Everything from the line with "point: horse's tail" to the end of the data should be restated word for word, and nothing before it.

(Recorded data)
┌──

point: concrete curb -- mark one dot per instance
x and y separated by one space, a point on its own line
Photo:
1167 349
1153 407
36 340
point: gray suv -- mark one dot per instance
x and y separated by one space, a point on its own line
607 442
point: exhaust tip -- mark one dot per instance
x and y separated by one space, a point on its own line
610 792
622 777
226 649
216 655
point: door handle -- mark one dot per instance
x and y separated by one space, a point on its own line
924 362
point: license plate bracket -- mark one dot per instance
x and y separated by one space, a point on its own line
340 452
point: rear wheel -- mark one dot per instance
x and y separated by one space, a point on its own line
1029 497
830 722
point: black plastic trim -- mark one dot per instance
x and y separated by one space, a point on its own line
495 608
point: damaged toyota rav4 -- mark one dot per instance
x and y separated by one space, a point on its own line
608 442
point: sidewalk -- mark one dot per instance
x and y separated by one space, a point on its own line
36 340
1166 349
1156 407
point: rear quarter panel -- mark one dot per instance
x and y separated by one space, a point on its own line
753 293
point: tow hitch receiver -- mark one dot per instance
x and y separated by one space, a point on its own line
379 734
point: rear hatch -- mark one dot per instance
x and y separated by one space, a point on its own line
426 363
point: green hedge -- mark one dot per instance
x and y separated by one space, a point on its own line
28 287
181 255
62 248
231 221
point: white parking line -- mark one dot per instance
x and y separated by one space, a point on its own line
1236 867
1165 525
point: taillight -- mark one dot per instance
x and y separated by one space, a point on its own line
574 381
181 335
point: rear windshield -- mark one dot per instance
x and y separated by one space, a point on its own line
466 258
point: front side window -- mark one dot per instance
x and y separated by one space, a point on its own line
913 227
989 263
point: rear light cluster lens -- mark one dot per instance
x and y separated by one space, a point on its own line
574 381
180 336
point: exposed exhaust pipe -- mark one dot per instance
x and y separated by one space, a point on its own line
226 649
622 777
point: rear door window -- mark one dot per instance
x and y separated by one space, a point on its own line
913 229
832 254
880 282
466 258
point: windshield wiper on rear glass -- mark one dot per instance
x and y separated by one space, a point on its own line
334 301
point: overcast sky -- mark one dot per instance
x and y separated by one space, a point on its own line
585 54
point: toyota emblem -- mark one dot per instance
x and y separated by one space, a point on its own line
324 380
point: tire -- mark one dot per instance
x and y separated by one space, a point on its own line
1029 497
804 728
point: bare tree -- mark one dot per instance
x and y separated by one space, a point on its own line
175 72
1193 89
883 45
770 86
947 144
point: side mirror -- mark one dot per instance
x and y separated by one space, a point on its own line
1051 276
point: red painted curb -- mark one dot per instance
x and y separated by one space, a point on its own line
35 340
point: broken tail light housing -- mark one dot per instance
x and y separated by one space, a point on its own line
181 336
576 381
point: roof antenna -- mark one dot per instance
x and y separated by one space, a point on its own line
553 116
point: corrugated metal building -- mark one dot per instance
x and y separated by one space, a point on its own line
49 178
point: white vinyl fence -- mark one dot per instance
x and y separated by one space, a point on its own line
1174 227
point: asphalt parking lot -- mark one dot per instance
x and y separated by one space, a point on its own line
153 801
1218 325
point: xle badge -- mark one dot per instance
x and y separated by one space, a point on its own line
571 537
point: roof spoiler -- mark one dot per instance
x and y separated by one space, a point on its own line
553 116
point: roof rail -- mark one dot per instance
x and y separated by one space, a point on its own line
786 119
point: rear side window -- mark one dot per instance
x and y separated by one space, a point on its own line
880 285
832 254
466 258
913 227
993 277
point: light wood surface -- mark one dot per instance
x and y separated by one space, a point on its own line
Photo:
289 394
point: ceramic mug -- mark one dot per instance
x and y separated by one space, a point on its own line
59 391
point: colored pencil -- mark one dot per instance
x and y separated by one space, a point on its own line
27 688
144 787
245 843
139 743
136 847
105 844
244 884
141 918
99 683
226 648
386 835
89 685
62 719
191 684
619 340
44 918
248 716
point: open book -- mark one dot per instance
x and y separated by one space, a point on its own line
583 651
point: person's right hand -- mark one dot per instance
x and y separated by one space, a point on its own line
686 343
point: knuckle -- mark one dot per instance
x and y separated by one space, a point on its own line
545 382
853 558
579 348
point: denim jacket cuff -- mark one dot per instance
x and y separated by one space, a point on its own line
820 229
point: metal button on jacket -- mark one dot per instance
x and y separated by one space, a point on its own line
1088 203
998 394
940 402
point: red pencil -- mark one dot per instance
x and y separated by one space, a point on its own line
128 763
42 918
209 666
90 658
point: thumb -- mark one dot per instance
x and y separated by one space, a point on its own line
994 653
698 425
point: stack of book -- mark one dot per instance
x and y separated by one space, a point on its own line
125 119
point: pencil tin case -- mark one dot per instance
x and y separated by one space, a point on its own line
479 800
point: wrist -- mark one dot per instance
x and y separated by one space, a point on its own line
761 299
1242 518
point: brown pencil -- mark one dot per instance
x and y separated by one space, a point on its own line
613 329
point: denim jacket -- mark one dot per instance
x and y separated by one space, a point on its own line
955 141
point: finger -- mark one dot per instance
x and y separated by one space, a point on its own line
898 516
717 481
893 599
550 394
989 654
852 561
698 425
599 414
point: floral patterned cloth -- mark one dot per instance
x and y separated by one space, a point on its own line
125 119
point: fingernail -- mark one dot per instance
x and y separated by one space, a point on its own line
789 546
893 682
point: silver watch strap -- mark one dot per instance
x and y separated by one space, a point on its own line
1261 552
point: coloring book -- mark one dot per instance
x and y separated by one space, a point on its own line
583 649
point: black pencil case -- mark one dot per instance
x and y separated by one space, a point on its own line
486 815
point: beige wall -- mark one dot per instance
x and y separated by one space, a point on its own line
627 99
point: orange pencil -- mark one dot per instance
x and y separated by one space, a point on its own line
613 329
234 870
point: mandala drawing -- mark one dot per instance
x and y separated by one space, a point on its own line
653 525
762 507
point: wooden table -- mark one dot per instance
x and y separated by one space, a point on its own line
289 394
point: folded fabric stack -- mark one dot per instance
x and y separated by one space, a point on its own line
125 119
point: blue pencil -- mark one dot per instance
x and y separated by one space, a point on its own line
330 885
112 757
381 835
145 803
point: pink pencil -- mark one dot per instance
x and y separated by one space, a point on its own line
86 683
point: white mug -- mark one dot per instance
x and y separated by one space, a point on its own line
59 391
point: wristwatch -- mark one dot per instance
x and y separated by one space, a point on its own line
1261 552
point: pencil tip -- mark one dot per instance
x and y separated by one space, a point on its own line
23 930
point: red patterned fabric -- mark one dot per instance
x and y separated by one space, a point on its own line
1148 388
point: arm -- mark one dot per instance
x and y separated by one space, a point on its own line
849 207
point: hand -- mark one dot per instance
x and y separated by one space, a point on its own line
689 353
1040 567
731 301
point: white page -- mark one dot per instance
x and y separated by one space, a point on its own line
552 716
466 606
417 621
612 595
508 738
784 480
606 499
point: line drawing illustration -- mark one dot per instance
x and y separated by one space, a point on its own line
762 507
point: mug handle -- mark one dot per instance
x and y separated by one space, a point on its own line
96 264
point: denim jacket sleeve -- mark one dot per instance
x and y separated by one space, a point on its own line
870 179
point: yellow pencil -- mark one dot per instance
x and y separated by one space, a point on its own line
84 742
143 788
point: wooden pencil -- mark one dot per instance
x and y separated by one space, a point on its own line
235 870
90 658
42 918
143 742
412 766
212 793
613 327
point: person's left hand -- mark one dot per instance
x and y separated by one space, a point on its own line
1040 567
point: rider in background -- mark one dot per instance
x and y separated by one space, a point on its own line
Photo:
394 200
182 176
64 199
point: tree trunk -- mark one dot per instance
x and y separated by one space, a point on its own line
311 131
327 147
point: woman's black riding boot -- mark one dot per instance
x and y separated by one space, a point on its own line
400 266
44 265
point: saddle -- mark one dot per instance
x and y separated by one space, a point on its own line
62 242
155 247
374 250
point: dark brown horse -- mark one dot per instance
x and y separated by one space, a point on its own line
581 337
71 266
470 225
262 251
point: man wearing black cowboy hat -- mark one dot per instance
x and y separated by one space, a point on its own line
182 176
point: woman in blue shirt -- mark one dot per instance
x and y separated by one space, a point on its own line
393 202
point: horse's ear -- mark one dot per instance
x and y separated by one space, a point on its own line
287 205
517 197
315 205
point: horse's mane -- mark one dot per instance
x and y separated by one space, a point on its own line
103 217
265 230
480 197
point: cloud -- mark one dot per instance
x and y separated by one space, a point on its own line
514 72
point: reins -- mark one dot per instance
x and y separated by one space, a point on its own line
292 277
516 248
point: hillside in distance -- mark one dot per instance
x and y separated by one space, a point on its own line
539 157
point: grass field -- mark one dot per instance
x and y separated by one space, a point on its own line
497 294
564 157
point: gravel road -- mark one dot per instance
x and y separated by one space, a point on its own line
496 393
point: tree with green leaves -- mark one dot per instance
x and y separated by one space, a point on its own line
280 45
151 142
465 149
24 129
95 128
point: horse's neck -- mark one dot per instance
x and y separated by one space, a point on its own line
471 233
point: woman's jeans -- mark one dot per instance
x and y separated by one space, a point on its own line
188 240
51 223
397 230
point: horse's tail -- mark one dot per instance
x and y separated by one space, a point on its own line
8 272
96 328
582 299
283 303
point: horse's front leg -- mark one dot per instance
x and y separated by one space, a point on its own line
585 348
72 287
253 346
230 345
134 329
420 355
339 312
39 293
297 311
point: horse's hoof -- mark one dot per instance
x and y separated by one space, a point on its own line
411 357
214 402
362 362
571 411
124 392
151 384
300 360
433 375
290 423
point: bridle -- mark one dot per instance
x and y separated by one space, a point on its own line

└──

**THE RESPONSE**:
point: horse's tail -- mark one dot per instance
x and y separated by one space, a point on its own line
8 272
96 328
582 299
283 303
point: horse's front leg -- mark one dot per instance
x and y separated by one space, a point on its own line
585 348
72 287
253 346
230 345
134 329
420 355
339 312
39 293
297 311
point: horse's hoof -- mark one dot per instance
x and y separated by one space, a point on its own line
411 357
214 402
362 362
571 411
124 392
151 384
300 360
433 375
290 423
point: bridle -- mark one dot per instance
x and y separated by one space, a point on its own line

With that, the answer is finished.